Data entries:

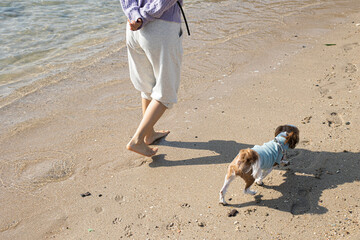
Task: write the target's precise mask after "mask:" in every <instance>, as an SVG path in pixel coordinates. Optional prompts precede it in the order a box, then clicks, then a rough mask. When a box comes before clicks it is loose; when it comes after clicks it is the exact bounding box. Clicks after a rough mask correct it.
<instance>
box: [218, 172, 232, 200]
mask: <svg viewBox="0 0 360 240" xmlns="http://www.w3.org/2000/svg"><path fill="white" fill-rule="evenodd" d="M234 179H235V174H232V173H230V172H229V173H228V174H226V176H225V181H224V186H223V187H222V188H221V190H220V194H219V195H220V200H219V203H220V204H223V205H226V204H227V203H226V201H225V194H226V191H227V189H228V187H229V185H230V183H231V182H232V180H234Z"/></svg>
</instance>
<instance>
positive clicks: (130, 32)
mask: <svg viewBox="0 0 360 240" xmlns="http://www.w3.org/2000/svg"><path fill="white" fill-rule="evenodd" d="M120 2H121V5H122V8H123V11H124V13H125V15H126V16H127V18H128V24H127V27H126V44H127V49H128V60H129V70H130V78H131V81H132V83H133V85H134V87H135V88H136V89H137V90H139V91H140V92H141V98H142V112H143V118H142V120H141V122H140V124H139V126H138V128H137V130H136V132H135V134H134V136H133V137H132V139H131V140H130V142H129V143H128V144H127V146H126V148H127V149H128V150H131V151H134V152H136V153H139V154H141V155H144V156H153V155H155V154H156V152H157V151H158V148H150V147H149V146H148V145H150V144H152V143H153V142H154V141H156V140H157V139H159V138H162V137H164V136H166V135H167V134H169V133H170V131H154V125H155V124H156V122H157V121H158V120H159V119H160V117H161V116H162V115H163V113H164V112H165V111H166V109H168V108H171V107H172V105H173V104H174V103H176V102H177V91H178V88H179V83H180V66H181V60H182V53H183V50H182V30H181V13H180V6H179V5H178V4H177V0H154V1H148V0H120ZM179 3H180V4H182V0H180V1H179Z"/></svg>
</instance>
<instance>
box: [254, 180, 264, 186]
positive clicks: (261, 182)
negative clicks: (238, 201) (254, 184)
mask: <svg viewBox="0 0 360 240" xmlns="http://www.w3.org/2000/svg"><path fill="white" fill-rule="evenodd" d="M255 183H256V184H257V185H259V186H263V185H264V183H263V181H262V180H261V179H257V180H255Z"/></svg>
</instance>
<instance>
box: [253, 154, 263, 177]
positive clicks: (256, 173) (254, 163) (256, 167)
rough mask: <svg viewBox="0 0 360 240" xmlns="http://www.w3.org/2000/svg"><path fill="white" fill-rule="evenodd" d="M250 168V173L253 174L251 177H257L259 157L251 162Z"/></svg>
mask: <svg viewBox="0 0 360 240" xmlns="http://www.w3.org/2000/svg"><path fill="white" fill-rule="evenodd" d="M251 168H252V170H253V172H252V174H251V175H252V176H253V178H255V179H257V178H258V177H259V176H260V174H261V171H260V170H261V169H260V159H258V160H257V161H255V162H254V163H253V164H251Z"/></svg>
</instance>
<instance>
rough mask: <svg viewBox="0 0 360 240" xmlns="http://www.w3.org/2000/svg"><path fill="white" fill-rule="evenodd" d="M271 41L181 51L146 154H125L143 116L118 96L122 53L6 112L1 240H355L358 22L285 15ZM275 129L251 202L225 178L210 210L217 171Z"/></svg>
mask: <svg viewBox="0 0 360 240" xmlns="http://www.w3.org/2000/svg"><path fill="white" fill-rule="evenodd" d="M328 19H331V20H328ZM259 34H260V33H259ZM272 36H274V37H273V38H272V39H265V40H266V41H264V42H263V43H262V44H259V45H257V48H254V49H253V50H252V51H246V54H245V55H242V54H241V49H238V48H237V45H238V42H239V41H240V40H241V37H240V39H239V38H233V39H229V40H228V41H227V42H225V43H224V42H221V43H217V44H214V45H213V46H212V47H211V48H208V49H207V50H206V51H193V52H190V53H187V54H186V55H185V57H184V66H183V79H184V80H183V83H182V85H181V89H180V92H179V99H181V100H180V102H179V103H178V104H177V105H176V106H174V108H173V109H171V110H170V111H168V112H167V113H166V114H165V115H164V117H163V118H162V119H161V120H160V122H159V123H158V125H157V128H159V129H170V130H171V133H170V134H169V135H168V136H167V137H166V139H163V140H161V141H159V142H158V147H159V152H158V155H157V156H155V157H152V158H145V157H142V156H139V155H137V154H135V153H133V152H130V151H127V150H126V149H125V145H126V143H127V142H128V141H129V139H130V137H131V135H132V133H133V132H134V131H135V128H136V126H137V123H138V122H139V119H140V117H141V107H140V105H139V102H138V101H139V99H138V98H137V96H138V95H137V93H136V91H135V90H129V92H128V93H126V94H125V93H123V92H121V91H118V90H119V89H122V88H123V87H128V84H129V82H128V81H129V80H128V74H127V71H126V69H127V66H126V64H125V65H124V64H123V65H121V64H119V63H118V58H119V54H120V56H126V55H125V49H123V48H120V52H114V53H112V54H109V57H108V58H106V59H103V60H101V61H99V62H96V63H95V65H91V66H84V67H82V68H79V71H78V72H75V73H74V74H72V75H71V76H63V79H61V80H60V81H59V82H58V83H57V85H56V88H55V87H52V86H51V85H50V86H49V87H46V88H44V89H42V90H41V91H40V93H38V94H41V95H42V97H41V99H42V101H41V102H38V101H39V100H38V99H39V98H38V97H36V96H32V95H31V94H30V95H28V96H26V97H25V98H23V99H22V101H18V102H15V103H13V104H11V105H8V106H5V107H3V108H2V114H4V115H3V119H8V121H4V122H3V123H2V124H3V127H2V130H1V137H0V141H1V142H0V144H1V150H0V155H1V159H2V163H3V164H2V165H1V166H0V173H1V175H0V191H1V195H0V202H1V205H2V206H4V207H2V210H1V211H0V216H1V218H0V238H1V239H47V238H51V239H120V238H125V239H126V238H129V239H147V238H148V239H165V238H170V239H235V238H240V237H242V238H245V239H328V238H329V239H359V238H360V230H359V222H360V218H359V216H360V208H359V205H360V200H359V199H360V193H359V191H358V190H359V186H360V182H359V180H360V179H359V178H360V175H359V171H358V169H359V167H360V153H359V150H360V147H359V144H358V142H359V136H358V132H359V130H360V124H359V118H360V111H359V108H360V104H359V97H360V91H359V89H360V82H359V77H360V76H359V69H358V68H359V66H360V60H359V59H360V42H359V39H360V14H358V13H356V8H354V9H352V10H348V11H344V12H343V13H339V12H338V13H337V14H336V15H334V14H331V13H327V12H321V11H319V12H317V14H316V15H310V14H309V16H306V14H305V16H304V15H302V16H300V17H298V18H297V17H296V16H292V17H289V18H288V19H284V22H283V25H282V26H279V27H278V28H276V29H273V33H272ZM187 41H191V39H187V38H185V39H184V44H186V43H187ZM326 44H328V45H326ZM99 77H101V78H107V79H109V80H108V81H105V82H104V83H103V84H101V85H92V84H91V83H95V82H96V80H97V79H98V78H99ZM67 79H76V84H77V86H76V87H74V86H73V85H68V84H67V83H68V81H67ZM68 92H71V94H64V93H68ZM44 99H45V100H44ZM34 106H36V107H34ZM124 110H126V111H124ZM35 113H36V114H37V117H36V118H32V116H33V115H34V114H35ZM124 113H125V114H124ZM14 116H16V117H14ZM16 119H18V121H19V124H16V123H14V121H16ZM20 119H21V121H20ZM284 123H290V124H294V125H297V126H298V127H299V129H300V138H301V141H300V143H299V145H298V146H297V148H296V149H295V150H293V151H290V165H289V166H287V167H280V168H276V169H275V170H274V171H273V172H272V173H271V174H270V175H269V176H268V177H267V178H266V179H265V180H264V183H265V185H264V186H262V187H260V186H253V189H254V190H256V191H257V194H256V195H255V196H250V195H244V194H243V193H242V190H243V187H244V184H243V182H242V181H241V180H240V179H237V180H235V181H234V182H233V184H232V185H231V186H230V188H229V191H228V194H227V201H228V203H230V205H229V206H221V205H219V204H218V200H219V199H218V192H219V190H220V188H221V186H222V184H223V179H224V176H225V173H226V167H227V165H228V163H230V162H231V160H232V159H233V158H234V157H235V156H236V154H237V153H238V151H239V150H240V149H242V148H247V147H252V146H253V145H254V144H262V143H264V142H267V141H269V140H270V139H272V137H273V132H274V130H275V128H276V127H277V126H278V125H280V124H284ZM6 126H9V127H6ZM129 126H131V127H129ZM87 192H89V193H90V194H91V195H89V194H86V193H87ZM82 194H85V195H82ZM233 209H236V210H237V211H238V214H237V215H236V216H234V217H228V213H229V212H230V211H231V210H233Z"/></svg>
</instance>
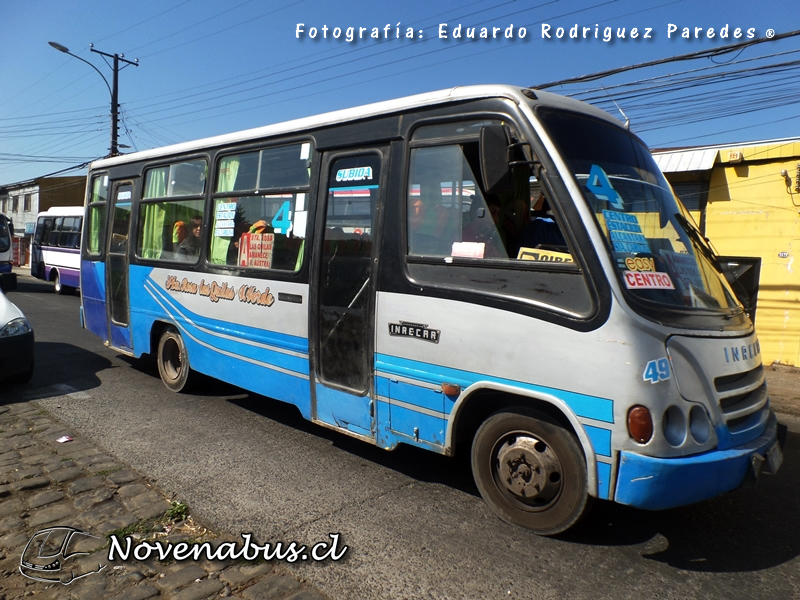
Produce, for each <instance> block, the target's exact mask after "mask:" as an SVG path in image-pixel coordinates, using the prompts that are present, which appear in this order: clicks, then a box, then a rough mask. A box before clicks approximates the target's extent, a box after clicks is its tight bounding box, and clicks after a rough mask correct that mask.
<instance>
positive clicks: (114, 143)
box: [47, 42, 139, 156]
mask: <svg viewBox="0 0 800 600" xmlns="http://www.w3.org/2000/svg"><path fill="white" fill-rule="evenodd" d="M47 43H48V44H50V45H51V46H52V47H53V48H55V49H56V50H58V51H59V52H63V53H64V54H69V55H70V56H72V57H75V58H77V59H78V60H80V61H82V62H85V63H86V64H87V65H89V66H90V67H92V68H93V69H94V70H95V71H97V73H98V75H100V77H102V78H103V82H105V84H106V87H107V88H108V92H109V93H110V94H111V147H110V148H109V156H117V155H118V154H119V144H118V143H117V130H118V127H119V63H120V61H122V62H124V63H126V64H129V65H133V66H134V67H138V66H139V59H138V58H137V59H135V60H133V61H130V60H128V59H127V58H124V55H123V54H107V53H105V52H101V51H100V50H95V49H94V45H93V44H89V49H90V50H91V51H92V52H96V53H97V54H100V55H101V56H106V57H108V58H113V59H114V66H113V67H112V70H113V72H114V79H113V83H114V85H113V87H112V86H111V85H109V84H108V79H106V76H105V75H103V73H102V72H101V71H100V69H98V68H97V67H95V66H94V65H93V64H92V63H90V62H89V61H88V60H85V59H83V58H81V57H80V56H78V55H77V54H73V53H72V52H70V51H69V48H67V47H66V46H64V45H62V44H59V43H58V42H47ZM123 68H124V65H123Z"/></svg>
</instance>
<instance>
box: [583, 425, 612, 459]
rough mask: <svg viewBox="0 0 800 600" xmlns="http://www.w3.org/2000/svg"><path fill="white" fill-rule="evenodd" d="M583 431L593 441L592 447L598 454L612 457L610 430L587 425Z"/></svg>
mask: <svg viewBox="0 0 800 600" xmlns="http://www.w3.org/2000/svg"><path fill="white" fill-rule="evenodd" d="M583 429H584V430H585V431H586V435H588V436H589V439H590V440H592V446H593V447H594V451H595V452H596V453H597V454H602V455H603V456H611V431H610V430H609V429H600V428H599V427H592V426H591V425H586V424H584V425H583Z"/></svg>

### Your assignment
Collect every line of the items above that contains the string "positive".

### Expected answer
positive clicks: (130, 32)
positive clicks: (261, 182)
positive clicks: (256, 173) (254, 163) (256, 167)
positive clicks: (114, 143)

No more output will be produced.